**TEXT SECTION:**

Using lambda to manipulate images

Working with every pixel in an image – the lambda way!

When working with images, I frequently need to apply the same function to every pixel in the image. Since I do that a lot, I decided to create some nice lambda image processing extensions!

In C# Win32, you would typically work with the System.Drawing.Bitmap class, so that’s what I’ll use. In C# WPF, there are other classes you’d use instead, but I won’t go into that in this blog post.

Initially I’ll use two methods, one that allows me to compute the color of each pixel in the image. Another that allows me to perform an arbitrary action for each pixel in the bitmap – the action could set the color of the pixel, but it’s not required.

Here are my extension methods for image manipulation;

using System;
using System.Drawing;

namespace LambdaImageProcessing.Core
{
    public static class BitmapExtensionMethods
    {
        public static void ExecuteForEachPixel(this Bitmap bitmap, Action<Point, Bitmap> action)
        {
            Point point = new Point(0, 0);
            for (int x = 0; x < bitmap.Width; x++)
            {
                point.X = x;
                for (int y = 0; y < bitmap.Height; y++)

Saved entries:

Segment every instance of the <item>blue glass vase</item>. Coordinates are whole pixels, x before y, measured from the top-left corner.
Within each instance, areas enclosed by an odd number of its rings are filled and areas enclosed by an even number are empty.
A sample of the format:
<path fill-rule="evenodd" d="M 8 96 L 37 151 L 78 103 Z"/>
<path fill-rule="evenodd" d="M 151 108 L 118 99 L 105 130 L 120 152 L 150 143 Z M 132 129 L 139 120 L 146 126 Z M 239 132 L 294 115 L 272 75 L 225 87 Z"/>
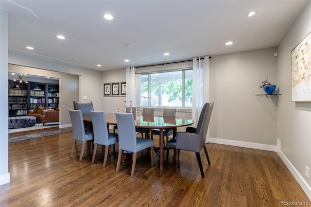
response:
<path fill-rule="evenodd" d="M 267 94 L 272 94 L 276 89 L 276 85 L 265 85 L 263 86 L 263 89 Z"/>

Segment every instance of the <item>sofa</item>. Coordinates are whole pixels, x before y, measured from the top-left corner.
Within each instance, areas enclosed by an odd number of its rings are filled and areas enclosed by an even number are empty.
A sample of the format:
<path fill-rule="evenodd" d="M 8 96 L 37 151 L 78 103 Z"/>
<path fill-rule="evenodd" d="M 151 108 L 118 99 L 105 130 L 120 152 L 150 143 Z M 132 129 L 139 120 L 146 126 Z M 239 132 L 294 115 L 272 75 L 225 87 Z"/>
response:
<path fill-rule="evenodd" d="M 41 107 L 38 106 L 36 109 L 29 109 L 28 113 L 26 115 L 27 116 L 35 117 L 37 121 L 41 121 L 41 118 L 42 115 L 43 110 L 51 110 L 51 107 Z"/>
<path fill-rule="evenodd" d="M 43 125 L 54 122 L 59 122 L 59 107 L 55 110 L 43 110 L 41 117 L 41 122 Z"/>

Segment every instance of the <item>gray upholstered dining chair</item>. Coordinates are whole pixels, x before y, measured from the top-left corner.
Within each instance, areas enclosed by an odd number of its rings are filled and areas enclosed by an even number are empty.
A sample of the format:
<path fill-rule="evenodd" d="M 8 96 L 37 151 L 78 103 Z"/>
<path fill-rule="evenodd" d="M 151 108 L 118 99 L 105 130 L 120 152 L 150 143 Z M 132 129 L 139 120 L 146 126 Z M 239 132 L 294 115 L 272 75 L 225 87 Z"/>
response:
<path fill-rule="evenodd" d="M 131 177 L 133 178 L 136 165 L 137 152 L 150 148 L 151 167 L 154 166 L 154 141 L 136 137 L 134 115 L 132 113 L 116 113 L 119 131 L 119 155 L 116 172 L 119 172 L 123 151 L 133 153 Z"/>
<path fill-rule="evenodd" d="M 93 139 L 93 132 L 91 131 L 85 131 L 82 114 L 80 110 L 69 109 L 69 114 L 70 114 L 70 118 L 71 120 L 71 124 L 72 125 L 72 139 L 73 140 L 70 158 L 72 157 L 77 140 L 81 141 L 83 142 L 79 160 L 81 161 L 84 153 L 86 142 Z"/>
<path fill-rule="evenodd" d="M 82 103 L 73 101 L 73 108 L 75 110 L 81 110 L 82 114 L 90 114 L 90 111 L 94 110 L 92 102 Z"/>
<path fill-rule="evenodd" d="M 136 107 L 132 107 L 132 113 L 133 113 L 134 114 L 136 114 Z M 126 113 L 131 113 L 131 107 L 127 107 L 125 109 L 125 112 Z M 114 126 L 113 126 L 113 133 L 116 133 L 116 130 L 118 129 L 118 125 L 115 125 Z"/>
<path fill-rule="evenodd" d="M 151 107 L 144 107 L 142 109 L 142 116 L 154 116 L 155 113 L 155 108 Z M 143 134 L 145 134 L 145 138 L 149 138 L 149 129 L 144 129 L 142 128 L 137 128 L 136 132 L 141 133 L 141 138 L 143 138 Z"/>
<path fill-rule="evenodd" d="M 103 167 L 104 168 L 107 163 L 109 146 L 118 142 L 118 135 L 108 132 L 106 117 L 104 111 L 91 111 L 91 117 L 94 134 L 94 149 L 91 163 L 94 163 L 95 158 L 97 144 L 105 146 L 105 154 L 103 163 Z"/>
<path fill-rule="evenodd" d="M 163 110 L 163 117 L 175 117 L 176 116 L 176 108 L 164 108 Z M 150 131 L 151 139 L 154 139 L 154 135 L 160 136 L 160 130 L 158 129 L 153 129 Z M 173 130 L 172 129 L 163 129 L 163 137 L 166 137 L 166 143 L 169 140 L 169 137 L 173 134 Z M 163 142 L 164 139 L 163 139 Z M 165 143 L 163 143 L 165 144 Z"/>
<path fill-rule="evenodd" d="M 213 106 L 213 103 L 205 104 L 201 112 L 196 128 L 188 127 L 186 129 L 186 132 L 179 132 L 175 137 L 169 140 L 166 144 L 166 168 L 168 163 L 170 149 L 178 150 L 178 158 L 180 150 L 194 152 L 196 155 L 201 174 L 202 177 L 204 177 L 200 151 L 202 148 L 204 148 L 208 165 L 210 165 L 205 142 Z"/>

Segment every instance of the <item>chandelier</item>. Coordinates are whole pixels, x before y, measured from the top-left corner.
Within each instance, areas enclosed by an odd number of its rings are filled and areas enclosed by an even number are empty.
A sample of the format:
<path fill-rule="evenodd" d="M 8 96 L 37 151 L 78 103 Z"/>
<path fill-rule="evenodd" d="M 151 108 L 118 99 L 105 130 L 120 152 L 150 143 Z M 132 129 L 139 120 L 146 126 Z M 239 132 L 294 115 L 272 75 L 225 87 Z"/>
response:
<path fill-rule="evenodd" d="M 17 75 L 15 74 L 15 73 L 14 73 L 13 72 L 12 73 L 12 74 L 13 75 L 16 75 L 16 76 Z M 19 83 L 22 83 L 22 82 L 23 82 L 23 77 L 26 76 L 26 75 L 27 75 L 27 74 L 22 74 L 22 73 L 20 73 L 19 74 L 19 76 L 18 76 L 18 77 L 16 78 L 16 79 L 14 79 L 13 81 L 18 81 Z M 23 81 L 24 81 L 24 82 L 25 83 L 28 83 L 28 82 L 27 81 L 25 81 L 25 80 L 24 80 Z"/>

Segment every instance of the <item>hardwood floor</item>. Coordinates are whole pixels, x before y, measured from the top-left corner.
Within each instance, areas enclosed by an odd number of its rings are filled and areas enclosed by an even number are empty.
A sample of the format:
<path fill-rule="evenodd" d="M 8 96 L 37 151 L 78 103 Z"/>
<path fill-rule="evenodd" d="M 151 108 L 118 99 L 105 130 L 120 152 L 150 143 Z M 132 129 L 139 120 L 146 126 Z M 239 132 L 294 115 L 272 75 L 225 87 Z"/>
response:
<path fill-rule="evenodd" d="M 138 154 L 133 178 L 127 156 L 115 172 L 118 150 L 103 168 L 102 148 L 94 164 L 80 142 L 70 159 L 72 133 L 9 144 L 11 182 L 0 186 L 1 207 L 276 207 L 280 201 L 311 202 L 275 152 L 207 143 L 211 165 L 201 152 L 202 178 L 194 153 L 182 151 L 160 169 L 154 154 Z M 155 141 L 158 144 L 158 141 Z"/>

**STATED GOAL:** In the code of the lambda image-processing post, which variables are declared inside the body of the ExecuteForEachPixel method?

**ANSWER FOR THIS EXERCISE:** point, x, y